▼
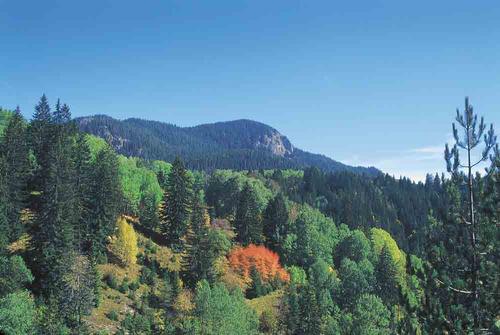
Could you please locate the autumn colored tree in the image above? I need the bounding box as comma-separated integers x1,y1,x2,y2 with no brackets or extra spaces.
110,217,138,267
228,244,289,286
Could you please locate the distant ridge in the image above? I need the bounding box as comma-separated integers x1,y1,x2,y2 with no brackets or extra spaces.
75,115,380,175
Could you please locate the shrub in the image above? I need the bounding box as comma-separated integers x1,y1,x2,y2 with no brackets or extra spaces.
104,273,118,290
107,310,119,321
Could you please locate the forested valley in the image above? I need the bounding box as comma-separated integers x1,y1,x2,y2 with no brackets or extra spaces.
0,95,498,334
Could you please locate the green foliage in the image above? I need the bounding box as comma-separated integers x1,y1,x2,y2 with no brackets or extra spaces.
335,229,371,265
351,294,391,335
287,265,307,285
374,245,399,305
206,169,272,218
283,205,339,267
370,227,407,284
0,256,34,297
118,155,163,214
263,192,289,253
86,146,123,258
337,258,374,309
234,182,263,245
0,290,36,335
193,280,259,335
0,108,13,134
0,108,30,241
160,157,192,250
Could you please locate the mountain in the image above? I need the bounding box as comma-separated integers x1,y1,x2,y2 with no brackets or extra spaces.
75,115,380,175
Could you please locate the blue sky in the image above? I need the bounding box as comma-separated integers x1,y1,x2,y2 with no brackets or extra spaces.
1,1,499,180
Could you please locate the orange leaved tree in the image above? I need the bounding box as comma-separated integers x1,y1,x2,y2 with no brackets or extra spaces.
228,244,289,283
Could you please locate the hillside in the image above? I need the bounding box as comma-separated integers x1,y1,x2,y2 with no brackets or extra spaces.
75,115,380,175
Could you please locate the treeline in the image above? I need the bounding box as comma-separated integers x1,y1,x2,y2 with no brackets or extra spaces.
75,115,379,175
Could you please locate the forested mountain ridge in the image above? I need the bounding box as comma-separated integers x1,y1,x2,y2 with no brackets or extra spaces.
75,115,380,175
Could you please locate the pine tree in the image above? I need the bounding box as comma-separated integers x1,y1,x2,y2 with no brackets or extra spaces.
234,183,262,245
263,192,289,253
159,157,192,251
443,97,497,331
▲
Prompt =
Copy the listing above verbatim; the pictures it contains are to stay out.

Result of this task =
Could you please locate the autumn colored tree in the image above? I need the bounding box as comma-separated integers x1,y1,x2,y2 with no brackets or extra spaces.
110,217,138,267
228,244,289,286
Could you please locate the distant ridge in the image above? I need the bounding box as comma-separated integers x1,y1,x2,y2 with no brackets or extra spaces.
75,115,380,175
Could you please locate the shrub in the image above? I need the bounding box as comma-separated integers x1,y1,x2,y2 with no brackets or extra spaces.
104,273,118,290
107,310,119,321
Could you please locate the forested valley in the image above? I need the bounding box as comma-separated integers x1,y1,x2,y2 with no brackets or extra spaces.
0,95,498,334
Could you please locate the green foliage in the image above? I need the bounding box as comma-separated integers x1,y1,x2,y2 with no brackets or extra spaces.
335,229,371,265
351,294,391,335
287,265,307,285
374,245,399,305
206,169,272,218
283,205,339,267
370,227,407,284
0,256,34,297
118,155,163,214
263,192,289,253
86,146,123,258
337,258,374,309
234,182,263,245
0,290,36,335
193,280,259,335
0,108,13,134
0,108,30,241
160,157,192,250
Could you please locate the mountain in the image above? I need the bounding box as comma-separated integers x1,y1,x2,y2 with no brackets or extra spaces.
75,115,380,175
Could you please locate the blue sky in the image above? I need the bounding box as comma-separated integers x1,y1,x2,y2 with no brackets or extra spaces.
1,1,499,180
Could you please locate the orange leaved tree in the image above? I need the bounding box as comma-separated integers x1,y1,x2,y2 with no brackets or extra spaces.
228,244,289,283
Could you please locate the hillside in the image above? I need the bounding box as comma-separated integers x1,y1,x2,y2 with no brackets or extra spaces.
75,115,380,175
Could you please locate the treeline in the image above? I need the bounding box as comma-separated integers x1,y1,x2,y2 with no brackets or extra spaces.
75,115,379,175
Could you please locate the forested mountain ridge in the image above? I need the bounding box as comma-separated integers x1,y1,x2,y2 with no brackets or extra spaces.
75,115,380,175
Could you please locate the pine tree in the image above? I need the bounding box as comma-separated integers x1,y1,x2,y2 with no brackets or extra spaces.
234,183,262,245
263,192,289,253
159,157,192,251
443,97,497,331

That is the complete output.